§ **PAGE EXCERPT**

In the case of Brandon & Dave, it was pretty apparent that their overreaction was “substitute satisfaction” from the fear of failure and maybe the sting of being disrespected, in that they feel entitled to always be favored because they are “good.” I know many people like this, and I think I see in them what I see in those people: People who are excessively pleasant not because they want to be good but because they believe that it is an ongoing transaction, whereby their constant kindness must be repaid in constant kindness towards them in return. And constant kindness on their terms, to their specifications.
A person I knew was like this. I’ll call her Enid. Enid was a good person, and she made a show out of being a good person. It was subtle, of course, and over the years the subtlety became more and more refined, so that one almost believed her. But she was not good because she understood what it meant to be good. She was good because she believed that it protected her; in reality, she was deeply insecure and paranoid. The problem was whenever there was any sort of pressure, she would play the victim: I’m a good person. Why are you taking that tone with me? Why are you doing that to me? Why must I do it? Why me? Poor me. I’m such a good person.
This means, though, that although she did good things when it was opportune for her, she failed to uphold the best version of being good, the very “pointed end” as it were of virtue: Sacrifice. If anything, she believed that people should make sacrifices for her. And whenever she needed to make a sacrifice, this was an insult to all her efforts. She went rabid with self-righteous rage. And when you show her how she is acting she says that this was because she was putting down boundaries, protecting her mental health, &c., &c. She was committed to the charade because she believed it protected her from criticism. If you end up criticizing her, instead of accepting it like a good person would, then she finds being good useless and discards it.
Once in a while my mother and I discuss the Bible. She is very religious. The other day she and my father got into a fight for whatever reason and I hear her say, “I was the one who bought everything in this house! I own everything!” And this annoyed me very much. I don’t think someone who devotes themselves to Jesus would ever say anything like that. The New Testament was very clear about this: Jesus knew, accepted, and had compassion for the fact that we are all sinners. And even as sinners he bowed his head and washed our feet, despite being our Lord and King. But what he hated—what he totally and absolutely hated—was hubris (cf. Eph 2:8-9; 1 Cor 1:28-29). We see this time and time again when those who humbled themselves were totally exalted, despite being the lowest sinners, despite being the most wretched in Judean-Roman society. And those who exalted themselves were not merely humbled but destroyed.
A truly good person would be better when challenged, when humiliated. Because that is the true measure of what it means to do the right thing. And it is hard. And ultimately none of us are truly good. Which is why I am suspicious of people who, though never saying it outright, act as if they were, or even possibly were.
This is how I look at it: God measures us according to the margin, to the difference. Good people doing good things do not count. And bad people doing bad things don’t count, either. Much of where we start is determined by the world, by worldly things and ideas. It is when we consciously act against our nature, through our own free will, that God notices; these are the things that matter. And so when someone is good as a matter of course, I do not think this means that they are necessarily good. It is when we are at the limit that we know who someone truly is.
I am suspicious of good people. And among the evil I feel a kind of camaraderie. We are all sinners. We are all sinners.

§ **SOURCE EXCERPT**
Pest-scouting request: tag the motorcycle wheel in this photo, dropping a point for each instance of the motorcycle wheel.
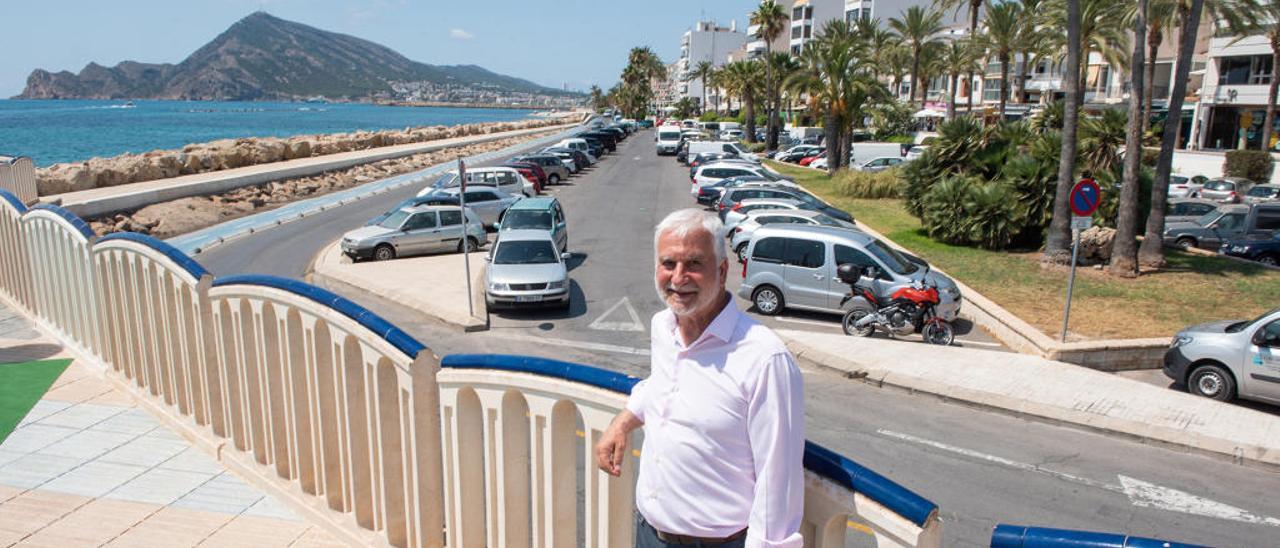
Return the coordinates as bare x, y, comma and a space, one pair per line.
851, 318
938, 333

§ **EXERCISES TO COMPLETE**
**1.** Do these statements agree with the essay on being good? Answer yes or no for each, quoting the words of the text that decide it. (a) Enid was good because she understood what it meant to be good. (b) The writer's mother is described as very religious. (c) The writer holds that God takes notice of good people doing good things.
**2.** In the essay on being good, which questions does Enid ask when she plays the victim under pressure? List all of them.
**3.** Duplicate the passage of the essay on being good that begins at the words "A person I knew" and stops after "such a good person.".

§ **ANSWERS**
**1.**
(a) No: "But she was not good because she understood what it meant to be good."
(b) Yes: "She is very religious."
(c) No: "Good people doing good things do not count."

**2.**
- Why are you taking that tone with me?
- Why are you doing that to me?
- Why must I do it?
- Why me?

**3.**
A person I knew was like this. I’ll call her Enid. Enid was a good person, and she made a show out of being a good person. It was subtle, of course, and over the years the subtlety became more and more refined, so that one almost believed her. But she was not good because she understood what it meant to be good. She was good because she believed that it protected her; in reality, she was deeply insecure and paranoid. The problem was whenever there was any sort of pressure, she would play the victim: I’m a good person. Why are you taking that tone with me? Why are you doing that to me? Why must I do it? Why me? Poor me. I’m such a good person.